| Descripción de la tarea |
Extrae literalmente del texto sobre la muerte de Albert Camus el fragmento comprendido entre "Manejaba Michel Gallimard, sobrino" y "vida de inmediato.", ambos incluidos.

La tuberculosis, una suerte de fantasma que lo acompañó siempre y le marcó los límites de sus movimientos. No sólo en el deporte, también cuando quiso ser docente o cuando se presentó al ejército como voluntario: lo rechazaron por su delicada salud. Él suponía, teniendo en cuenta el azar de la vida, que su fin podría llegar como desencadenante de esta enfermedad pulmonar.
Pero no fue así. Lo que pasó fue esto: hace exactamente sesenta años, cuando se encontraba en la cumbre de su carrera literaria e intelectual, Albert Camus murió en un accidente de tránsito. O al menos eso dice el consenso, pese a que estén los que crean que detrás de todo estuvo la KGB. Iba en un vehículo por la ruta número 5, en Villeblevin, Francia. Tenía apenas 46 años.
Manejaba Michel Gallimard, sobrino del editor de Camus. En el asiento trasero, la esposa y la hija de Gallimard. Camus viajaba adelante, del lado derecho. Una rueda reventó intempestivamente y el auto perdió el control. Un par de microsegundos después el vehículo impactó contra un árbol a la vera del asfalto. Todos se salvaron. Todos menos el escritor francés, que perdió la vida de inmediato.
Ese día, los periodistas estaban de huelga. La noticia tardó en hacerse pública. El corresponsal del diario español ABC, Federico García-Requena, describió aquel día así: “Una tarde de invierno, de cielo entoldado y sin crepúsculo, que fue noche casi instantáneamente, como si de pronto hubiera sido cubierta por crespones de duelo”.

| Datos extraídos |
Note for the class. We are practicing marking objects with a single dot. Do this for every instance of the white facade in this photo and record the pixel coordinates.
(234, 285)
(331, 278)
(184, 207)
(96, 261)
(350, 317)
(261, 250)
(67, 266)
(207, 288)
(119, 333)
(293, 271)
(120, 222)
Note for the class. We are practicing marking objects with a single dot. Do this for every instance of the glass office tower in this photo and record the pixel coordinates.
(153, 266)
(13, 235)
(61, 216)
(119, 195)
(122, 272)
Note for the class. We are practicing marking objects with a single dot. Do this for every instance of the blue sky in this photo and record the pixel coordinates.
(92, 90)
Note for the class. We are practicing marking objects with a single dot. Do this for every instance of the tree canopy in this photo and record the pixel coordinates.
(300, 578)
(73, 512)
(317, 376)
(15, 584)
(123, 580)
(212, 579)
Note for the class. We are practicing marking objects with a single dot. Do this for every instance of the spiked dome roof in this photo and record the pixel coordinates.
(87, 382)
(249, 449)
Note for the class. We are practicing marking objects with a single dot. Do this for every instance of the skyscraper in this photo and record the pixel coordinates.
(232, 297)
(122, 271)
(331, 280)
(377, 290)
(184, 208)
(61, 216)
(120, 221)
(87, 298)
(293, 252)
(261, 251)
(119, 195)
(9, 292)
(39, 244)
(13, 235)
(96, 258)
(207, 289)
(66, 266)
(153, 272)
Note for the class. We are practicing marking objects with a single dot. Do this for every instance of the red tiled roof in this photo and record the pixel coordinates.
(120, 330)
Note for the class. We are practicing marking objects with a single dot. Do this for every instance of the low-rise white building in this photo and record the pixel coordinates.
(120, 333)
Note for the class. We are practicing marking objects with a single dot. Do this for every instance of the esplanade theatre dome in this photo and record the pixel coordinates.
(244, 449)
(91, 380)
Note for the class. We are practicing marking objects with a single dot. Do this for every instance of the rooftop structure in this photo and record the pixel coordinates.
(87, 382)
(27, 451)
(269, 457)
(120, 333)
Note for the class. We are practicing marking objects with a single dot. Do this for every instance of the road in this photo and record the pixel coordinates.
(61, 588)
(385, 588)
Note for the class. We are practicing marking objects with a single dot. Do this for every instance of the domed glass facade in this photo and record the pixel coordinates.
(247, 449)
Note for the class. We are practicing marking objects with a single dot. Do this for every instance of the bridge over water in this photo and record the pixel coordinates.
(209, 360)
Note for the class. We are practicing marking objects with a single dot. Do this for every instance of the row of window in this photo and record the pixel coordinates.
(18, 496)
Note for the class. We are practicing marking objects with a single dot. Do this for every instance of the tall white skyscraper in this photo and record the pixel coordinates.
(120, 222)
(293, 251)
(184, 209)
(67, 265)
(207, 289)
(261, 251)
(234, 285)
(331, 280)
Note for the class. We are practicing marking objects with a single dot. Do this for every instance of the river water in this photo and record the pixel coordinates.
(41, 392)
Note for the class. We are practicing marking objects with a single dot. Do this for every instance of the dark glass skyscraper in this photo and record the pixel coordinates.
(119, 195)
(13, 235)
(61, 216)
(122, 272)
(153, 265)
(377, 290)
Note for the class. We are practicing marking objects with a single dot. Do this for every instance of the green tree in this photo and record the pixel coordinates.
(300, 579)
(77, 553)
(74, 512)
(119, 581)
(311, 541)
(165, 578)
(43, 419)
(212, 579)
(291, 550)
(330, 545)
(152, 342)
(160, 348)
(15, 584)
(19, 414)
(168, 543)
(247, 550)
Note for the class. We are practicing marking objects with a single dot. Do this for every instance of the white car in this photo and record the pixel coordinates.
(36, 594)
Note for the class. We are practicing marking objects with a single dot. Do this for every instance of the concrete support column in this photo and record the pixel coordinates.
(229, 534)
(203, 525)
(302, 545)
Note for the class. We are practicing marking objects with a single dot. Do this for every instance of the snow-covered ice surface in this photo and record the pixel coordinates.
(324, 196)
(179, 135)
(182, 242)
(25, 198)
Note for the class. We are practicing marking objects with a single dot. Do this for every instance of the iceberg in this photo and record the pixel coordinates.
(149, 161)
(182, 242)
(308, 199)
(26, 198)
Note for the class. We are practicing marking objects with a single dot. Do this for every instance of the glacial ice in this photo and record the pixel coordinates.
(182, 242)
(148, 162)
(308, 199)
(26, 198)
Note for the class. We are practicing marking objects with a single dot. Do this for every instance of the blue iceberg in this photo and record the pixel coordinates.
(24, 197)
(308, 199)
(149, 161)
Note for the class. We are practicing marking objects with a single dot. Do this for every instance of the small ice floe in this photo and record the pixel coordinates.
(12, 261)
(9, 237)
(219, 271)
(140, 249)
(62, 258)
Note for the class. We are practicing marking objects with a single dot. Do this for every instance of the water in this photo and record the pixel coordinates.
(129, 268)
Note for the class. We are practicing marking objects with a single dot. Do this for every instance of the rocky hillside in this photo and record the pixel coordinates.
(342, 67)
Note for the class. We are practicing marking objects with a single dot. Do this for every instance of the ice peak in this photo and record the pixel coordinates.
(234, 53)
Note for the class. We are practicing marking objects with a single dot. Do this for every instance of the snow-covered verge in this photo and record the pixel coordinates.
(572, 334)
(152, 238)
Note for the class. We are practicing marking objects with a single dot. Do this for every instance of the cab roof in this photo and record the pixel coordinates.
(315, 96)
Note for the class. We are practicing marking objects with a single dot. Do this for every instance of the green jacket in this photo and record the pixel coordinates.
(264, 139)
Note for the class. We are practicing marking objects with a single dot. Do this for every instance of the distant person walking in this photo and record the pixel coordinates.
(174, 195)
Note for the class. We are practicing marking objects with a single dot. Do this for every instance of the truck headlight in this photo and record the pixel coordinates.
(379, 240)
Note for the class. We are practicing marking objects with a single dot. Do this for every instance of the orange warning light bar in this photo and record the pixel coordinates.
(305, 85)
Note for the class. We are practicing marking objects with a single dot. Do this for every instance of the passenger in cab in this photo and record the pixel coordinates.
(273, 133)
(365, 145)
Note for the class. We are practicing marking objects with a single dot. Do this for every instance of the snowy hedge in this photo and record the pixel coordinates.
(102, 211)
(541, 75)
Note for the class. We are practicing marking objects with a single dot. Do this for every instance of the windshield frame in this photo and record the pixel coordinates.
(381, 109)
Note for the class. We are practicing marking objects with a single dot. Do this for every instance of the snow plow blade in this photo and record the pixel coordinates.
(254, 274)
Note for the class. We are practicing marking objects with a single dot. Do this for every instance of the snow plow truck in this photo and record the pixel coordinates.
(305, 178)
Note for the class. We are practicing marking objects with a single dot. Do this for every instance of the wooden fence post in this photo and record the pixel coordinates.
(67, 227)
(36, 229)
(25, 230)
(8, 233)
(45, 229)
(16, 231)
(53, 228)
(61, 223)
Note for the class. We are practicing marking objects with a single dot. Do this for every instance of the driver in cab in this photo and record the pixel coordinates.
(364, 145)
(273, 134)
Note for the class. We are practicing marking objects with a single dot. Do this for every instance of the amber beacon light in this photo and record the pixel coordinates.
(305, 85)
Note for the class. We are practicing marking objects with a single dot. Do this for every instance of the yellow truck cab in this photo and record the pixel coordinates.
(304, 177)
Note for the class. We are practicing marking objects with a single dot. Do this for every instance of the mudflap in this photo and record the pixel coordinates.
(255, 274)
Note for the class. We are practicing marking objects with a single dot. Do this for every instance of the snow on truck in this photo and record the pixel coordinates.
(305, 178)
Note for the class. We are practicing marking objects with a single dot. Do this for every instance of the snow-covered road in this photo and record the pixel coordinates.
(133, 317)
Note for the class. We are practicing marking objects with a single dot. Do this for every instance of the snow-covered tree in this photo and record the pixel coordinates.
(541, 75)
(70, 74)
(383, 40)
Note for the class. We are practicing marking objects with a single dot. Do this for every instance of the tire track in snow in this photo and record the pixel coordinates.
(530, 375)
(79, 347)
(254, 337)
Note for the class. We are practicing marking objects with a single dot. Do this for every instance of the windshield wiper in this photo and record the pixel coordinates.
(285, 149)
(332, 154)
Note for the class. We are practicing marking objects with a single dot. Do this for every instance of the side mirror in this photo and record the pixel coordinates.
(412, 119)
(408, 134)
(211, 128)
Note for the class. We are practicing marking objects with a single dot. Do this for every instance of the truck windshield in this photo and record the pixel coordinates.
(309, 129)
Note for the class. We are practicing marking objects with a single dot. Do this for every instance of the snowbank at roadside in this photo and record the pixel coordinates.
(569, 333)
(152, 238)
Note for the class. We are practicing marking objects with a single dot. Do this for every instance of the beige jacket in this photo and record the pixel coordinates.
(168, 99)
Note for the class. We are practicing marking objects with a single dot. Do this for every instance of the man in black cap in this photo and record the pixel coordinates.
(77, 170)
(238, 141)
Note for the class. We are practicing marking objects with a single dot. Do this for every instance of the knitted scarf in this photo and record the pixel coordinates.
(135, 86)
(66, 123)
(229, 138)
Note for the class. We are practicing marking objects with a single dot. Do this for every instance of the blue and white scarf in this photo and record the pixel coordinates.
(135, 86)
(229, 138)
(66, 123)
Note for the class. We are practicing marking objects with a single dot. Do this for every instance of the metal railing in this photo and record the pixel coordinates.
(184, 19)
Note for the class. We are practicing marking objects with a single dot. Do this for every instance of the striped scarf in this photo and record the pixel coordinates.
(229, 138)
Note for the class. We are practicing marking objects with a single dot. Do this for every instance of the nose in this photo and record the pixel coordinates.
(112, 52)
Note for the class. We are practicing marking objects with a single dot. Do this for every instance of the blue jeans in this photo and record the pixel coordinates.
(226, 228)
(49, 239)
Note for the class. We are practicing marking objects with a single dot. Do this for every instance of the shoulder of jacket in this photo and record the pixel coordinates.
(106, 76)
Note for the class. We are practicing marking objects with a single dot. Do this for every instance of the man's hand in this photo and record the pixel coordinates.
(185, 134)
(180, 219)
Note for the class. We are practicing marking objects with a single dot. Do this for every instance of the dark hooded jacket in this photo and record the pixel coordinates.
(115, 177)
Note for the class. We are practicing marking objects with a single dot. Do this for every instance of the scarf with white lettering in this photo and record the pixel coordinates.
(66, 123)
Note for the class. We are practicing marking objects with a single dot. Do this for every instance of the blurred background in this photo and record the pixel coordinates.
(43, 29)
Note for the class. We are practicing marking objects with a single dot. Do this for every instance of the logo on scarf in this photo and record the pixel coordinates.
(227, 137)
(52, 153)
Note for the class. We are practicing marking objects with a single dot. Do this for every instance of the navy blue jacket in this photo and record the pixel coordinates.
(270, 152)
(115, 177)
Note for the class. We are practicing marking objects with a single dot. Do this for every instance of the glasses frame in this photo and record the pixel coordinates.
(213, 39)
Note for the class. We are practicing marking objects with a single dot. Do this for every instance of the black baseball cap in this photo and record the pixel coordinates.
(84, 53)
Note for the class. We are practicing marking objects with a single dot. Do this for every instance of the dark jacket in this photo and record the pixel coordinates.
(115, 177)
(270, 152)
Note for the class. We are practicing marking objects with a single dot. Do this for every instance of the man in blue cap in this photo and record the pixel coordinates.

| Solución del ejercicio |
Manejaba Michel Gallimard, sobrino del editor de Camus. En el asiento trasero, la esposa y la hija de Gallimard. Camus viajaba adelante, del lado derecho. Una rueda reventó intempestivamente y el auto perdió el control. Un par de microsegundos después el vehículo impactó contra un árbol a la vera del asfalto. Todos se salvaron. Todos menos el escritor francés, que perdió la vida de inmediato.